-- GIVEN TEXT --
-- Begin --

Mimi: It just reminds you of the problem in all categorical areas for the have-nots in a society that has. And the older we get, at least the older I get, I look on the picture and it's very sad.

Sean: Yes, there is a quote by Eleanor Roosevelt that says, “We all do better when we all do better.” I often think about that quote whenever I'm reminded of how in a society of plenty, there's still those that go without.

Mimi: I can match you with another Eleanor Roosevelt quote: “A woman is like a tea bag. She doesn't know how strong she is until she’s in hot water.” Her words have been a huge inspiration to me in my lifetime. You're quite a family man. You have four children not very far apart. How do you handle everything?

-- End --

(Rows excerpted from a collection)
-- Begin --

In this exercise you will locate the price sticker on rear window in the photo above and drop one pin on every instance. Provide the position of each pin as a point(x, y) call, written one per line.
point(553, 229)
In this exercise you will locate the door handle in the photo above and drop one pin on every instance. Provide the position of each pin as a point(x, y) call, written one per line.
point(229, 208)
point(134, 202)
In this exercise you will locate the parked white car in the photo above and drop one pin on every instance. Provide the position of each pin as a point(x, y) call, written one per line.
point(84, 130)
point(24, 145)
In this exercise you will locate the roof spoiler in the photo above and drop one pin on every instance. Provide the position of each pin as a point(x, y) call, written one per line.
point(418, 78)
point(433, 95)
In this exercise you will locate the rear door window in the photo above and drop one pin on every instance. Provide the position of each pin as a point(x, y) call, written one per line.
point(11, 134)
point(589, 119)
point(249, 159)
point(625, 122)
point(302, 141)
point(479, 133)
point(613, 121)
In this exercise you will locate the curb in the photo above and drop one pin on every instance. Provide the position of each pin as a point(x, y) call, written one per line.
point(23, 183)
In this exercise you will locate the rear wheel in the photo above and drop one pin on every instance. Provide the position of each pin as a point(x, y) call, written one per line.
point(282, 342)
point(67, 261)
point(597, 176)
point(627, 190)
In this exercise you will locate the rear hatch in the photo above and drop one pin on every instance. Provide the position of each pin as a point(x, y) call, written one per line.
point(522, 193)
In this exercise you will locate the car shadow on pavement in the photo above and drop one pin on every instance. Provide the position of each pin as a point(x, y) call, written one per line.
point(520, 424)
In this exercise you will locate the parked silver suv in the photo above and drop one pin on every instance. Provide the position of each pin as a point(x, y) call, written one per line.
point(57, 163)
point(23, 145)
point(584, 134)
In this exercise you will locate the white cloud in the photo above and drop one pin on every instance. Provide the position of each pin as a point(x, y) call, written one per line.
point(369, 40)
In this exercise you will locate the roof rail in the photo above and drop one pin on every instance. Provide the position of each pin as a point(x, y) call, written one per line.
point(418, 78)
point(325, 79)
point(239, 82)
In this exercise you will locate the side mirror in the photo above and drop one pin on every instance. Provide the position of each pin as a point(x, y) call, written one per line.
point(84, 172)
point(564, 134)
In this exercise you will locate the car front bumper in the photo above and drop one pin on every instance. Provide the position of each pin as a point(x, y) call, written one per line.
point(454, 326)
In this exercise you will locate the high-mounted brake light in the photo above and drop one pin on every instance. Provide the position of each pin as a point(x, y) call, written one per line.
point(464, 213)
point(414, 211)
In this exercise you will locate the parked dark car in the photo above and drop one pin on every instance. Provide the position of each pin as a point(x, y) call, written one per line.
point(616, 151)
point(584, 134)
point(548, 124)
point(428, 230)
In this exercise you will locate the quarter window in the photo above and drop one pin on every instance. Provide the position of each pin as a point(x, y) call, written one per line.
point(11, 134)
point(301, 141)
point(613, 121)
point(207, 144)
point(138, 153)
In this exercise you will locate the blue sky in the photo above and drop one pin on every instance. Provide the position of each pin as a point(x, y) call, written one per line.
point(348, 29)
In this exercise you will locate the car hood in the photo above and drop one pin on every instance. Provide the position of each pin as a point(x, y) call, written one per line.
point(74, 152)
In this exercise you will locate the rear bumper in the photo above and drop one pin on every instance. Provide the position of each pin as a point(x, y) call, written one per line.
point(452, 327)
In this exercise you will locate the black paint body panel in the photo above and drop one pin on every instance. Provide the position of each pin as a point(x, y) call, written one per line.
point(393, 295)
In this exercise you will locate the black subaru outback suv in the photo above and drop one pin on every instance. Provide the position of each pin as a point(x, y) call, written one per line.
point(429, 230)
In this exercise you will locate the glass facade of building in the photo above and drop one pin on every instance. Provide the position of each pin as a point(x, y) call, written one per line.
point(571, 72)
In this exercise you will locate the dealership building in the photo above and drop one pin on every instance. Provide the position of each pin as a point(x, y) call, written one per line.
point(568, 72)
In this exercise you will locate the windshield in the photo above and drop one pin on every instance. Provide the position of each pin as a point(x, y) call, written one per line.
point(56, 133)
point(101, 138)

-- End --

-- INSTRUCTION A --
Can you repeat the rows above, from the line containing "In this exercise you will locate the blue" through the line containing "point(348, 29)", word for word?
-- INSTRUCTION B --
Could you continue the conversation between Mimi and Sean, picking up right after its final sentence?

-- FINAL RESULT A --
In this exercise you will locate the blue sky in the photo above and drop one pin on every instance. Provide the position of each pin as a point(x, y) call, written one per line.
point(348, 29)

-- FINAL RESULT B --
Sean: I see my kids each morning and get them ready for school. And then I try to be home right after work to get that time with them. If it's important, you need to prioritize it. I'm extraordinarily fortunate that my spouse isn't working currently. She takes the laboring oar as it comes to childcare currently. My parents are both alive and well and live locally. They help take care of our kids. And also, my sister and brother live locally, they have larger families and they take care of our kids, their kids take care of our kids. It takes a village.

Mimi: It sure does. In the future, do you see anything that would change the way the legal system works? Because it's a different world today than it was even a year ago.

Sean: I think the real change will be in automation and the mechanization of certain legal processes and services. And we're already seeing that in areas of real estate settlement and estate settlement. There's a lot more do-it-yourself going on. And that will continue.

Mimi: There are even some lawyers online, selling their service in a particular area.

Sean: I think that's the biggest change people will see. I don't know that the way that it works in the courthouse is going to change. I think that's just so grooved. If you like it, it's historic and traditional. If you don't like it, it's a rut. The way that is delivered I don't think is going to change. You might see more specialization in in the courts.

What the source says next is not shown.